=== STATED EXERCISE ===
Return each line of the material below that contains the string "rule".
========
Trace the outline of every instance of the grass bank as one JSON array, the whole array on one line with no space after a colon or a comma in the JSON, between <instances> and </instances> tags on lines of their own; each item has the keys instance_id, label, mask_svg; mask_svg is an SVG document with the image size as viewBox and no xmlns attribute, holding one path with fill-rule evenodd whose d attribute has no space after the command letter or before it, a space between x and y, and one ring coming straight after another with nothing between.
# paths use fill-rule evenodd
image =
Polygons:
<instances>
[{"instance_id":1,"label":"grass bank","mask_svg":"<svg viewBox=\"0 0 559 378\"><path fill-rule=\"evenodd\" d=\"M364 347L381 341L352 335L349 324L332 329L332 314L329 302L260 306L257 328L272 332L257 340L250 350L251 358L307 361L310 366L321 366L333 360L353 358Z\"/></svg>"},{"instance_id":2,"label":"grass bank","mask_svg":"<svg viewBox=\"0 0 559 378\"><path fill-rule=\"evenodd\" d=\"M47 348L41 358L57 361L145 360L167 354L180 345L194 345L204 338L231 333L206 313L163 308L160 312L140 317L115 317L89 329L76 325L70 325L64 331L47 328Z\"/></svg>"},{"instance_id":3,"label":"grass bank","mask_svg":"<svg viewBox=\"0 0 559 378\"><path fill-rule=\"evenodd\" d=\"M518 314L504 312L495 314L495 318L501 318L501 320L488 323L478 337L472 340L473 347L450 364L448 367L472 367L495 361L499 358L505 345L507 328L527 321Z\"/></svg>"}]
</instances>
========
=== EXERCISE SOLUTION ===
Trace the outline of every instance of the grass bank as one JSON array, the whole array on one line with no space after a colon or a comma in the JSON, between <instances> and </instances> tags on lines of their own; each item has the keys instance_id, label, mask_svg; mask_svg is an SVG document with the image size as viewBox and no xmlns attribute, holding one path with fill-rule evenodd whose d attribute has no space after the command letter or before it, a space between x and y, and one ring coming straight after another with nothing between.
# paths use fill-rule evenodd
[{"instance_id":1,"label":"grass bank","mask_svg":"<svg viewBox=\"0 0 559 378\"><path fill-rule=\"evenodd\" d=\"M364 347L381 341L352 335L349 324L332 329L332 314L329 302L260 306L257 328L272 332L257 340L250 350L251 358L307 361L310 366L321 366L333 360L353 358Z\"/></svg>"},{"instance_id":2,"label":"grass bank","mask_svg":"<svg viewBox=\"0 0 559 378\"><path fill-rule=\"evenodd\" d=\"M47 348L41 358L57 361L145 360L167 354L180 345L194 345L204 338L231 333L206 313L163 308L160 312L140 317L115 317L89 329L76 325L70 325L64 331L47 328Z\"/></svg>"},{"instance_id":3,"label":"grass bank","mask_svg":"<svg viewBox=\"0 0 559 378\"><path fill-rule=\"evenodd\" d=\"M518 314L504 312L495 314L495 318L501 318L501 320L488 323L478 337L472 340L473 347L450 364L448 367L472 367L495 361L499 358L505 345L507 328L527 321Z\"/></svg>"}]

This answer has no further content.